# DocArrayRetriever: Backends

[DocArray](https://github.com/docarray/docarray) is a versatile, open-source tool for managing your multi-modal data. It lets you shape your data however you want, and offers the flexibility to store and search it using various document index backends. Plus, it gets even better - you can utilize your DocArray document index to create a DocArrayRetriever, and build awesome Langchain apps!

Right now, DocArray works with five kinds of document index backends:

1. [InMemoryExactNNIndex](#InMemoryExactNNIndex)
2. [HnswDocumentIndex](#HnswDocumentIndex)
3. [WeaviateDocumentIndex](#WeaviateDocumentIndex)
4. [ElasticDocIndex](#ElasticDocIndex)
5. [QdrantDocumentIndex](#QdrantDocumentIndex)

This notebook is mainly about introducing the backends. You'll see how to set up and index each backend, and how to create a DocArrayRetriever to search for relevant documents.

** Instructions **
1. Reproduce word for word the part of the DocArray text from "# DocArrayRetriever: Backends" up to and including "1. [InMemoryExactNNIndex](#InMemoryExactNNIndex)".
2. Translate this sentence from the DocArray text into Spanish: "This notebook is mainly about introducing the backends."
The data that follows comes from a separate source.

** Rows **
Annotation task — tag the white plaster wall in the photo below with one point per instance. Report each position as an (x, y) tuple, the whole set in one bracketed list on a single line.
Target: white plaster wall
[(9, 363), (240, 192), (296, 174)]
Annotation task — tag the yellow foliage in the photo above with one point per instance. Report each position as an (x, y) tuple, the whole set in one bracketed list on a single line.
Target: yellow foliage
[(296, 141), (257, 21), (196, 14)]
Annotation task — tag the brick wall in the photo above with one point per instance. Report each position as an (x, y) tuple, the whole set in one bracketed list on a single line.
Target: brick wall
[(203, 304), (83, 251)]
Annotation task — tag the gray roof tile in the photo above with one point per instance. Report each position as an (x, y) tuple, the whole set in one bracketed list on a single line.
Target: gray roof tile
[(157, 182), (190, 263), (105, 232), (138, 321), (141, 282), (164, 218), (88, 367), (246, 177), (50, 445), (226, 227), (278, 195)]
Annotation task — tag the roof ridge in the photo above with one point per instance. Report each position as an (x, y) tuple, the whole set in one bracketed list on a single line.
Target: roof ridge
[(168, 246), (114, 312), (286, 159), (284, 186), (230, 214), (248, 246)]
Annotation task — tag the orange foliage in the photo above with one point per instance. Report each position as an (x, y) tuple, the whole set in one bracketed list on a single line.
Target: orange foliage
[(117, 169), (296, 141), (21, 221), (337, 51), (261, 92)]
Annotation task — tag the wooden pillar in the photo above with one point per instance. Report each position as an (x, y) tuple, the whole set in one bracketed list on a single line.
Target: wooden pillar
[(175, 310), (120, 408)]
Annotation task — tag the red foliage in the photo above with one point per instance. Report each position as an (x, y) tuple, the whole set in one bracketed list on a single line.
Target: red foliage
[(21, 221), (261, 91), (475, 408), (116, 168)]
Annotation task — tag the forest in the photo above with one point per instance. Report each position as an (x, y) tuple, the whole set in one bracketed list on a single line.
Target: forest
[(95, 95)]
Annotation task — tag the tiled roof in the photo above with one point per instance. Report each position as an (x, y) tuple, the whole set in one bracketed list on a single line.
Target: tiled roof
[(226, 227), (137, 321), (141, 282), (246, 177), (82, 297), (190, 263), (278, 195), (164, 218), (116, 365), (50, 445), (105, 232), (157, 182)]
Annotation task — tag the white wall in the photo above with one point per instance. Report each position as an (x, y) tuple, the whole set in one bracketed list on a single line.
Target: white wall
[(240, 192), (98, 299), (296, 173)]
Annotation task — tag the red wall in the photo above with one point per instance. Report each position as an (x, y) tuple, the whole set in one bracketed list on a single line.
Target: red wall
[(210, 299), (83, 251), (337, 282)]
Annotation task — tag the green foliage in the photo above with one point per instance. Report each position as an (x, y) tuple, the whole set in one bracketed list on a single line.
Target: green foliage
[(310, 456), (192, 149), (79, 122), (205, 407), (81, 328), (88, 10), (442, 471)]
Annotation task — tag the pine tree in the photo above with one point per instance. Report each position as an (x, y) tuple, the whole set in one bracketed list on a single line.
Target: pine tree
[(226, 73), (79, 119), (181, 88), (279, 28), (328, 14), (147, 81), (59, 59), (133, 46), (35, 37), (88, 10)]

** Expected responses **
1.
# DocArrayRetriever: Backends

[DocArray](https://github.com/docarray/docarray) is a versatile, open-source tool for managing your multi-modal data. It lets you shape your data however you want, and offers the flexibility to store and search it using various document index backends. Plus, it gets even better - you can utilize your DocArray document index to create a DocArrayRetriever, and build awesome Langchain apps!

Right now, DocArray works with five kinds of document index backends:

1. [InMemoryExactNNIndex](#InMemoryExactNNIndex)

2. Este cuaderno trata principalmente de presentar los backends.